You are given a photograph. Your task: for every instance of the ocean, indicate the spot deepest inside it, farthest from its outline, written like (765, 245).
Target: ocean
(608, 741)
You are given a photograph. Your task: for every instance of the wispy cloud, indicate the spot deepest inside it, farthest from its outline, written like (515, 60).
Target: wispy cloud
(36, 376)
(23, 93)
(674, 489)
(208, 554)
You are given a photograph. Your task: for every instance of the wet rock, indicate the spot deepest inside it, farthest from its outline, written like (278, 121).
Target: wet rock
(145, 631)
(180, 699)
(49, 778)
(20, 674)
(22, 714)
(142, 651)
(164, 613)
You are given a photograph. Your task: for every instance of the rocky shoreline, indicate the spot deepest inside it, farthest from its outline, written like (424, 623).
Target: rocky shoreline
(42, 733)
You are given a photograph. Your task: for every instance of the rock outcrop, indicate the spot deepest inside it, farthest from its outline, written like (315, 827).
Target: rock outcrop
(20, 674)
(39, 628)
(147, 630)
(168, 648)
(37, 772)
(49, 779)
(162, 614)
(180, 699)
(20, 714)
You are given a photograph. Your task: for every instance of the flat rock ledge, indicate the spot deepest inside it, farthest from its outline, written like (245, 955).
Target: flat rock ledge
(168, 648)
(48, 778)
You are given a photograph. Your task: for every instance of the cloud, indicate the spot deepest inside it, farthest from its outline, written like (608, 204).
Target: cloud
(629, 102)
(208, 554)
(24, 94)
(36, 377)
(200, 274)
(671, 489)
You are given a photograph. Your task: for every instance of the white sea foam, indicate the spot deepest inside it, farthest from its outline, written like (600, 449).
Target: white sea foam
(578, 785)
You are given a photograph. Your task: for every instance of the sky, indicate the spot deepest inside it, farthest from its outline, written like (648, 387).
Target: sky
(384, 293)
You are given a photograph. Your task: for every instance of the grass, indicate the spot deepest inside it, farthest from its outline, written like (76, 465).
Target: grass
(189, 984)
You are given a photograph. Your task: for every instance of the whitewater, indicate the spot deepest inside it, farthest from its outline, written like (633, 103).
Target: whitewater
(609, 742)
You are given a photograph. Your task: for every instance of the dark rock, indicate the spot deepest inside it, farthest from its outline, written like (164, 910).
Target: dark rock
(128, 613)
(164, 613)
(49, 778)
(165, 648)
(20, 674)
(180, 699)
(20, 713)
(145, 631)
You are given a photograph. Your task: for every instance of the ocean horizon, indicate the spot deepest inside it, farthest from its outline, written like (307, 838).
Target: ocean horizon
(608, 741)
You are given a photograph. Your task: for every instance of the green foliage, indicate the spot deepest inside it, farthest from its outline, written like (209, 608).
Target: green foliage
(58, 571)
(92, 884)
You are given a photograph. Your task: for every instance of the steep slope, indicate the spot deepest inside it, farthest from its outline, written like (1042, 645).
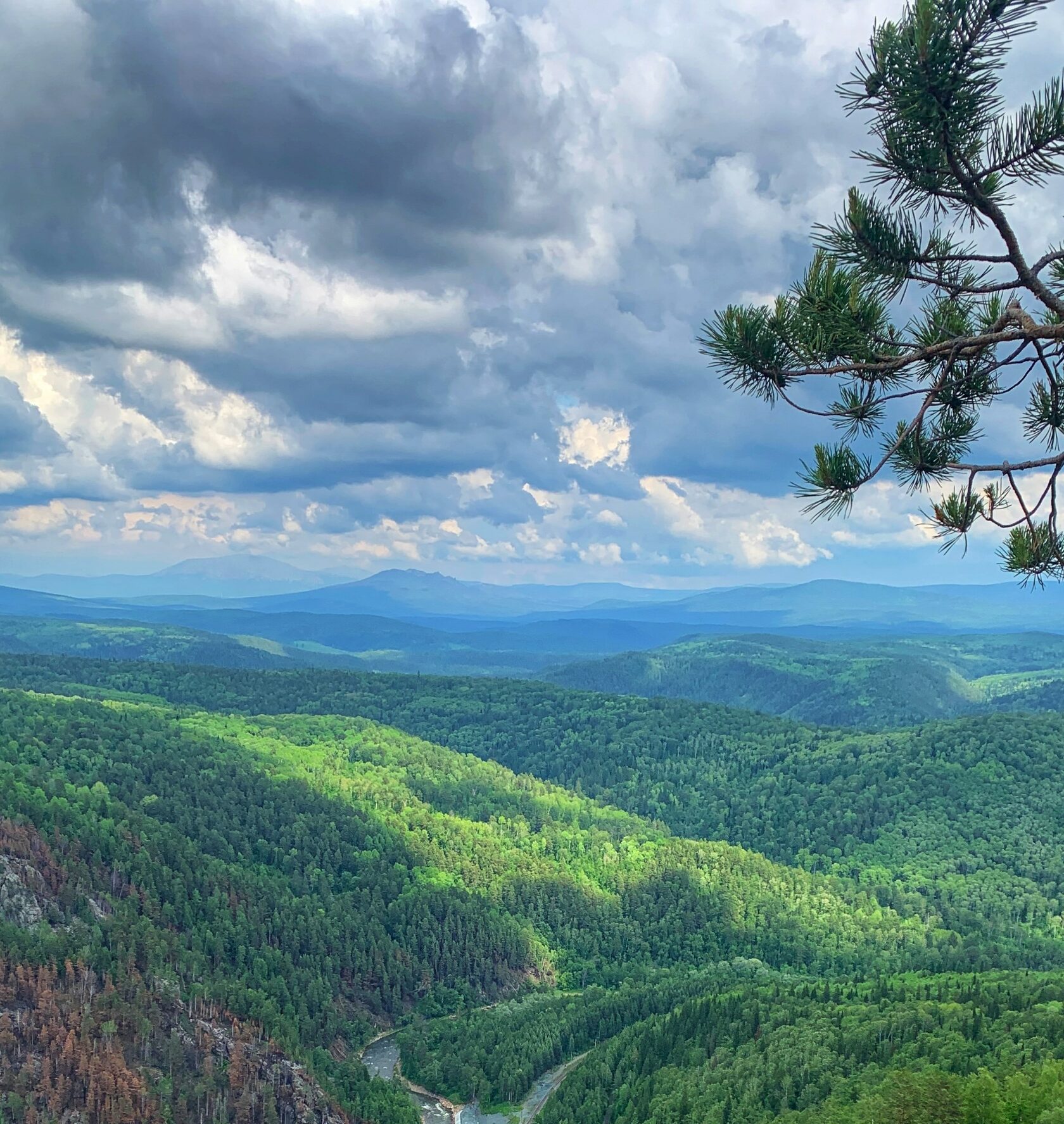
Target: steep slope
(928, 1050)
(958, 814)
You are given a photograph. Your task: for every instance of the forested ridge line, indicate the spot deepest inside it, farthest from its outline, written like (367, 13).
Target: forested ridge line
(927, 1049)
(321, 876)
(958, 815)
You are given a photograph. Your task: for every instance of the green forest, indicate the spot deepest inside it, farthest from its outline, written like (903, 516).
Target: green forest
(687, 897)
(871, 684)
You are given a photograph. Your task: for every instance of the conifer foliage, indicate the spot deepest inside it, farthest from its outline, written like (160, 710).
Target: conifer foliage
(920, 306)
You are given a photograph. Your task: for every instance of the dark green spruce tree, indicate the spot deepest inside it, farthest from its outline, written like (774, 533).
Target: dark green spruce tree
(920, 308)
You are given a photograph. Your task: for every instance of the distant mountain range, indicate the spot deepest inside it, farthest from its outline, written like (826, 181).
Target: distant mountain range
(412, 621)
(232, 576)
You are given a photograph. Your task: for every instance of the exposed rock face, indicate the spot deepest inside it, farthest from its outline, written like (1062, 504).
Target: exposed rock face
(79, 1048)
(20, 904)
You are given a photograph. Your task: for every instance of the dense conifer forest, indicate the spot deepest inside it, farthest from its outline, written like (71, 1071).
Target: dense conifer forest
(230, 880)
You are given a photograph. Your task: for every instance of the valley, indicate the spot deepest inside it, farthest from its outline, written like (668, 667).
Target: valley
(536, 899)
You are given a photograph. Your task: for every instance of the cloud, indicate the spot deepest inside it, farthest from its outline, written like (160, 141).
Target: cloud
(336, 279)
(591, 438)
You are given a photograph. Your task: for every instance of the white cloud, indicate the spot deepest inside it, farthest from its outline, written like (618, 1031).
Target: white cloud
(590, 438)
(601, 554)
(475, 484)
(728, 524)
(242, 288)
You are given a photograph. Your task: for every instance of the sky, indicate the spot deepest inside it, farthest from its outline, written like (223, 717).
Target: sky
(375, 284)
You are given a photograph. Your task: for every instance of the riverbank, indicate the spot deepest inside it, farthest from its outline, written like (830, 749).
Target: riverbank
(381, 1058)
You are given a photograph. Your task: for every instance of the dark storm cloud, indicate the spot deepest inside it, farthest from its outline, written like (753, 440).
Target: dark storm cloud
(410, 130)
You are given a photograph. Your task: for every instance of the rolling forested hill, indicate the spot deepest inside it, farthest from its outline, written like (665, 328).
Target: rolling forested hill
(224, 874)
(864, 684)
(291, 883)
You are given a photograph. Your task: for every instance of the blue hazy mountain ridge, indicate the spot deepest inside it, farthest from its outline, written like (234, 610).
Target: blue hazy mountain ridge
(231, 576)
(415, 593)
(114, 629)
(825, 603)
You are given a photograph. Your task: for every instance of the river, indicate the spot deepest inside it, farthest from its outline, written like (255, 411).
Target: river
(381, 1059)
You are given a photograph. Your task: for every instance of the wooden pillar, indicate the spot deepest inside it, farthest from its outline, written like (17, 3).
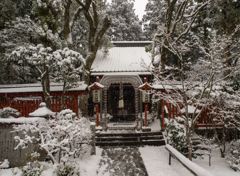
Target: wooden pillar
(136, 106)
(173, 111)
(105, 120)
(162, 119)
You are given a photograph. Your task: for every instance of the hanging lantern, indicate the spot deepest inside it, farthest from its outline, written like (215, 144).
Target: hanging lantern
(145, 96)
(96, 96)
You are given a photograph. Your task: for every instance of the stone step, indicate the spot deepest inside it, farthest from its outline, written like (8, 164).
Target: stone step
(130, 139)
(127, 138)
(130, 143)
(133, 133)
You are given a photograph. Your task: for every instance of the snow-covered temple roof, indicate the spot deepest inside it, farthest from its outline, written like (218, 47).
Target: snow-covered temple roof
(36, 87)
(123, 56)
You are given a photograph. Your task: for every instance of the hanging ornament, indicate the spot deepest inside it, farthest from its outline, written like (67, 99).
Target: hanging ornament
(121, 102)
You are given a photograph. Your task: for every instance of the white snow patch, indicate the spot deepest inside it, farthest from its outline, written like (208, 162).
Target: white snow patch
(156, 162)
(89, 166)
(193, 166)
(4, 164)
(21, 120)
(219, 166)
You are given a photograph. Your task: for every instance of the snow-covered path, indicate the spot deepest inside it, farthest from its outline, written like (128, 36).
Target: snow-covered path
(121, 161)
(156, 162)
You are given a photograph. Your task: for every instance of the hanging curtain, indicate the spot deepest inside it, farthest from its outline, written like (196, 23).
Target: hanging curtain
(121, 102)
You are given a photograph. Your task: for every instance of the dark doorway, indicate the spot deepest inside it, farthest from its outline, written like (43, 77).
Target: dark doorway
(125, 110)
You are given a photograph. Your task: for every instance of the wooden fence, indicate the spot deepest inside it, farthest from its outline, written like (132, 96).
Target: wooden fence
(26, 105)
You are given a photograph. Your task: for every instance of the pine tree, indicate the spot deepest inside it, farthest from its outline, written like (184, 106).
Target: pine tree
(153, 18)
(125, 23)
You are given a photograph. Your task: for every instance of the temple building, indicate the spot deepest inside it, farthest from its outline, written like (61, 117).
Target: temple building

__Aim__. The entries above should be reproduced exactly, without their pictures.

__Solved exercise__.
You are given a photograph. Your task: for every instance of the ocean, indicate the spot deepest inside it, farthest from its outline, written like (765, 245).
Target: ocean
(608, 741)
You are given a photograph. Your task: for every instance of the wispy cloud, indicate the spot deepest inside it, farthest from its outline, written like (515, 60).
Target: wispy cloud
(36, 376)
(23, 93)
(674, 489)
(208, 554)
You are given a photograph. Your task: for every instance of the wet rock, indicate the spot deepest inside it, farthest from its outline, written like (278, 121).
Target: wet rock
(145, 631)
(180, 699)
(49, 778)
(20, 674)
(22, 714)
(142, 651)
(164, 613)
You are given a photograph. Your task: for every instance of the rocky shoreline, indicate the spot deepest inside it, farthest from its outline, written like (424, 623).
Target: rocky shoreline
(42, 733)
You are given a photograph. Your task: for every instance of the rock outcrop, indicate the spot deepest inside it, farthest from its outline, written like (315, 827).
Target: rock outcrop
(20, 674)
(39, 628)
(147, 630)
(168, 648)
(37, 772)
(49, 779)
(162, 614)
(180, 699)
(20, 714)
You are given a photograph. Your task: for every instance of the flat rock ledge, indicate the spot deepest inside it, farthest from its outline, written like (245, 955).
Target: flat rock ledge
(168, 648)
(48, 778)
You are given a photograph. Your task: for every instance of the cloud, indicate the spot deepest inside it, farthest from its outline, written like (608, 204).
Target: cloud
(629, 102)
(208, 554)
(24, 94)
(36, 377)
(200, 274)
(671, 489)
You are given a photograph. Your task: for every instance of the white sea foam, indicate the spot deepest inside it, farthest from its outline, written like (600, 449).
Target: white sea foam
(578, 785)
You are given a photograph. Your task: for every instance of the sky, indicate the spot deepest inside it, farthest from its outline, written like (648, 387).
Target: sky
(384, 293)
You are given a photograph. Your task: for every instance of the grass, indicate the spot deepest inside it, farthest from its outline, written like (76, 465).
Target: grass
(189, 984)
You are given a photograph. Your task: for every instance of the whitewater, indicate the spot deepest inside it, farthest from its outline, written like (633, 103).
Target: whitewater
(609, 742)
You are given a photograph. Your task: for every instance of the dark rock, indicate the spot deepest inside it, farthest from its outline, written like (164, 910).
Target: dark rock
(128, 613)
(164, 613)
(49, 778)
(165, 648)
(20, 674)
(180, 699)
(20, 713)
(145, 631)
You are given a photograph. Your task: for every instance of the ocean horizon, indicate the spot deepest inside it, farthest from its outline, written like (307, 838).
Target: ocean horizon
(608, 741)
You are given a photograph. Your task: for every instance of the green foliage, indicate the spot deepest inside it, farthest from its outline, written like (209, 608).
Target: green foliage
(58, 571)
(92, 884)
You are given a photograph. Your task: for every instance of the steep slope, indicate the spot deepest inside it, farthest from its outline, written like (1042, 645).
Target: steep slope
(928, 1050)
(958, 814)
You are given a photograph. Your task: for every instance of the forested ridge line, indicate the spot deepest inside it, farthest from its outline, written like (367, 13).
Target: forested ridge line
(927, 1049)
(321, 876)
(958, 815)
You are given a photograph. Your task: for every instance of the green forest, indicate the spot deepest inside it, farthest from its outline, written like (903, 516).
Target: green forest
(687, 897)
(871, 684)
You are given a photograph. Your task: for every instance of the conifer foliage, indicate the spot deepest inside it, farthest from its outline, written like (160, 710).
Target: conifer foliage
(920, 306)
You are given a photograph. Your task: for every instance of the dark green spruce tree, indicate the spot deepest inside it, farthest from its outline, written like (774, 533).
Target: dark green spruce tree
(920, 308)
You are given a photograph. Your task: for every instance of the distant mountain range, indicate the spot deepest inside it, farthest from its outline, written like (826, 181).
Target: distant mountain range
(412, 621)
(232, 576)
You are given a photograph. Your task: for every instance of the exposed rock face, indicate the spot deepest inside it, farthest from its outline, written like (1062, 504).
Target: exposed rock face
(79, 1048)
(20, 904)
You are given a photograph. Your task: for every instance of the dense conifer forest, indicate the spot deepest inside it, farthest from its outline, written like (71, 1071).
Target: dense conifer forest
(230, 880)
You are given a photograph. Your task: for every instance of the valley, indicate the spot deepest inside it, farthest from its outline, written like (668, 667).
Target: valley
(536, 899)
You are given a photograph. Your task: for every instance of the cloud, indicate the spot deepest inside it, farthest from its outline, written like (160, 141).
Target: cloud
(336, 279)
(591, 438)
You are given a photograph. Your task: for every instance of the white cloud, indicate the spot deepest inside it, farthest from its outline, written like (618, 1031).
Target: white cloud
(590, 438)
(601, 554)
(475, 484)
(728, 524)
(242, 288)
You are given a photograph. Your task: for every instance of the sky, indicate the spot deepest inside it, farthest from its outline, written like (223, 717).
Target: sky
(375, 284)
You are given a photograph. Your task: for every instance of the riverbank, indicate the spot deepest inside it, farthest from its outline, written like (830, 749).
Target: riverbank
(381, 1058)
You are given a photograph. Your task: for every instance of the dark storm cloud, indicate the spot deepest inside it, farthest from its outline, written like (753, 440).
Target: dark storm cloud
(410, 130)
You are given a photograph. Your task: for every instance of the rolling forested hill, indicate the spot deepest inside it, farthest from its outline, written like (665, 328).
Target: rolling forested hill
(224, 874)
(864, 684)
(291, 883)
You are given a photograph. Your task: for every instance of the blue hazy mountain ridge, indicate the spot deepest inside it, farthest from its outline, written like (234, 610).
Target: blue hazy mountain ridge
(231, 576)
(415, 593)
(114, 629)
(825, 603)
You are given a photograph. Your task: for every instance of the river, indicate the spot deepest inside it, farthest from its outline, written like (255, 411).
Target: river
(381, 1059)
You are given a photograph. Your task: for every instance of the wooden pillar, indicate the spot deepest inside it, farthest from its outline, written like (17, 3).
Target: wooden pillar
(136, 106)
(173, 111)
(105, 120)
(162, 119)
You are given a photograph. Your task: for every instance of the hanging lantern, indicate the spot deepest inside it, farthest from its outline, written like (215, 144).
Target: hanging lantern
(145, 96)
(96, 96)
You are given a photograph. Your task: for every instance of the stone step, indicate the spot deepest inside it, farthest from its outline, written like (8, 164).
Target: stone step
(130, 139)
(127, 138)
(130, 143)
(133, 133)
You are given a photograph. Your task: for every instance of the snow-covered temple roof, indicate the spot deepest inside it, farthest from its outline, written like (218, 47).
Target: snow-covered temple roof
(36, 87)
(123, 56)
You are given a photograph. Your task: for every instance of the hanging ornament, indicate the spot deepest inside it, farthest from its outline, written like (67, 99).
Target: hanging ornament
(121, 102)
You are given a photograph. Your task: for every instance of the white snow patch, indicate the spot deepest inside it, farthest from its outline, written like (208, 162).
Target: white snow patch
(156, 162)
(89, 166)
(193, 166)
(4, 164)
(21, 120)
(219, 166)
You are given a photograph. Your task: for every instance of the snow-covered path, indicate the spot deepest inside it, farthest from its outline, written like (128, 36).
Target: snow-covered path
(121, 161)
(156, 162)
You are given a photograph. Your task: for every instance of the hanging curtain, indicate the spot deepest inside it, farthest from its outline, written like (196, 23).
Target: hanging curtain
(121, 102)
You are given a photograph. Your task: for every instance of the dark doorway, indicate the spot deepest inside it, farthest from its outline, written like (43, 77).
Target: dark doorway
(125, 110)
You are given a photograph. Your task: for every instance of the wooden fence, indicate the spot deepest inside it, farthest from its outline, written like (132, 96).
Target: wooden fence
(26, 105)
You are given a photograph. Your task: for every instance of the pine tree, indicate the spot deepest inside it, farthest from its outline, written like (184, 106).
Target: pine tree
(153, 18)
(125, 23)
You are given a photograph. Your task: for every instance of the temple building, indicate the spot deepest inside it, farthest from its outline, written like (61, 117).
Target: temple building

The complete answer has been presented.